▸ Exercise requirements
Starting at the line containing "[trace] yellow and black hazard tape" and ending at the end of the records, give those lines again with "hazard tape" swapped for "caution tape" and nothing else changed.

** start **

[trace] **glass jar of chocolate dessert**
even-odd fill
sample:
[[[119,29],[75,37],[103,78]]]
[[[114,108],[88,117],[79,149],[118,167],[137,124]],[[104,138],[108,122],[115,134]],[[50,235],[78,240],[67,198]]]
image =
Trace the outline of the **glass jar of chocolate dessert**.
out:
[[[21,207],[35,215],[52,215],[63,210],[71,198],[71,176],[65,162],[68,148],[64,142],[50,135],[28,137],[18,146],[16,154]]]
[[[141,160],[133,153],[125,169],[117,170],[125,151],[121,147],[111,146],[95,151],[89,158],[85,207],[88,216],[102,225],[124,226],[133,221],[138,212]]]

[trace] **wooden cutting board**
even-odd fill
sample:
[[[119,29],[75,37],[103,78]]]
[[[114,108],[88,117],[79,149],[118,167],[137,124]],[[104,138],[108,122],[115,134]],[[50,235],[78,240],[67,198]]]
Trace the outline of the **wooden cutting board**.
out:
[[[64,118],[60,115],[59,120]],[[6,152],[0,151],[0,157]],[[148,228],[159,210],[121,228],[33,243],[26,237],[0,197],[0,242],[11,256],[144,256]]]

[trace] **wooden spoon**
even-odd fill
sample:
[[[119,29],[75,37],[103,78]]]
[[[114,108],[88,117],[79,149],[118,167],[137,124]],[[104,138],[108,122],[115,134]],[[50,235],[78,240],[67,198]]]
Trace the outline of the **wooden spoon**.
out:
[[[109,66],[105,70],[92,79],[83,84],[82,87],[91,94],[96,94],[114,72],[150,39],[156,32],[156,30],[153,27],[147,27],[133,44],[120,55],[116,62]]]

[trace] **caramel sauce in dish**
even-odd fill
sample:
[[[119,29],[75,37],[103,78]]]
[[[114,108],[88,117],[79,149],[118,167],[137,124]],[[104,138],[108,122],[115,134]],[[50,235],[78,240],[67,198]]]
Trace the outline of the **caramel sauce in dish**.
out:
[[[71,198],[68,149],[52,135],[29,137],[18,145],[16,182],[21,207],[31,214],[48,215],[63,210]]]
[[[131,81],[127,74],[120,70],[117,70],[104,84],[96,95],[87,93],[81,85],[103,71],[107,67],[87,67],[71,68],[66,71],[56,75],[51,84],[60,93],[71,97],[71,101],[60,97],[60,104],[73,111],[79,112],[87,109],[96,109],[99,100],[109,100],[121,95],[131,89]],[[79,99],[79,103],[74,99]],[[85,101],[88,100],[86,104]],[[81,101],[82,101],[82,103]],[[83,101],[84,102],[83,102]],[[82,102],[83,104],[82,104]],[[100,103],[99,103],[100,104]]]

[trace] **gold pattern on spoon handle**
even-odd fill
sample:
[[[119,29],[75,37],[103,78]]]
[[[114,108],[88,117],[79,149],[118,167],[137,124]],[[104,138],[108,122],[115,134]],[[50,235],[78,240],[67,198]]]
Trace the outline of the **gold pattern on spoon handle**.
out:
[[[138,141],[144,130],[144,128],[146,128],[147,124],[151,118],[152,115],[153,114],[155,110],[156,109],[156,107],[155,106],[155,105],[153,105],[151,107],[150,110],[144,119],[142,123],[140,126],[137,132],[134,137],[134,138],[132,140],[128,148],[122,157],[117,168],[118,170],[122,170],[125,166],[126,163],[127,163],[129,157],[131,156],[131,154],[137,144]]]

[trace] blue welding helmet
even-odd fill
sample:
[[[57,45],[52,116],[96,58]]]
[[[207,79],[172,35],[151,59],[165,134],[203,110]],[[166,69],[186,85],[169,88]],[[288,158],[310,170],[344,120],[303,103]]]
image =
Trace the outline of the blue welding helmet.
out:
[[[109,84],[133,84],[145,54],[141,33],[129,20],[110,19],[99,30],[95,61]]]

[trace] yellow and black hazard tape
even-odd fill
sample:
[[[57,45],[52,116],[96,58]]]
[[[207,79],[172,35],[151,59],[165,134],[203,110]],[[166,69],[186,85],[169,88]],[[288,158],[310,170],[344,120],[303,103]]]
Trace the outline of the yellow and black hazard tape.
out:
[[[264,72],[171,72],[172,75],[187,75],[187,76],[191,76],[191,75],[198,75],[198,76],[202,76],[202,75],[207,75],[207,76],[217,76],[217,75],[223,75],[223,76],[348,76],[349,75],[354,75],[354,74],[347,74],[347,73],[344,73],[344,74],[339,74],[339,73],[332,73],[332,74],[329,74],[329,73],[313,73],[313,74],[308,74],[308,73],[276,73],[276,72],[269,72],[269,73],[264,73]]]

** end **

▸ Solution to this problem
[trace] yellow and black caution tape
even-odd fill
sample:
[[[57,45],[52,116],[96,58]]]
[[[207,79],[172,35],[151,59],[165,134],[203,110]],[[166,69],[186,85],[169,88]],[[288,158],[310,170],[344,120],[303,103]]]
Trace the outline of the yellow and black caution tape.
out:
[[[264,72],[171,72],[172,75],[187,75],[187,76],[191,76],[191,75],[198,75],[198,76],[202,76],[202,75],[207,75],[207,76],[217,76],[217,75],[223,75],[223,76],[348,76],[349,75],[354,75],[354,74],[347,74],[347,73],[344,73],[344,74],[339,74],[339,73],[332,73],[332,74],[329,74],[329,73],[313,73],[313,74],[308,74],[308,73],[276,73],[276,72],[269,72],[269,73],[264,73]]]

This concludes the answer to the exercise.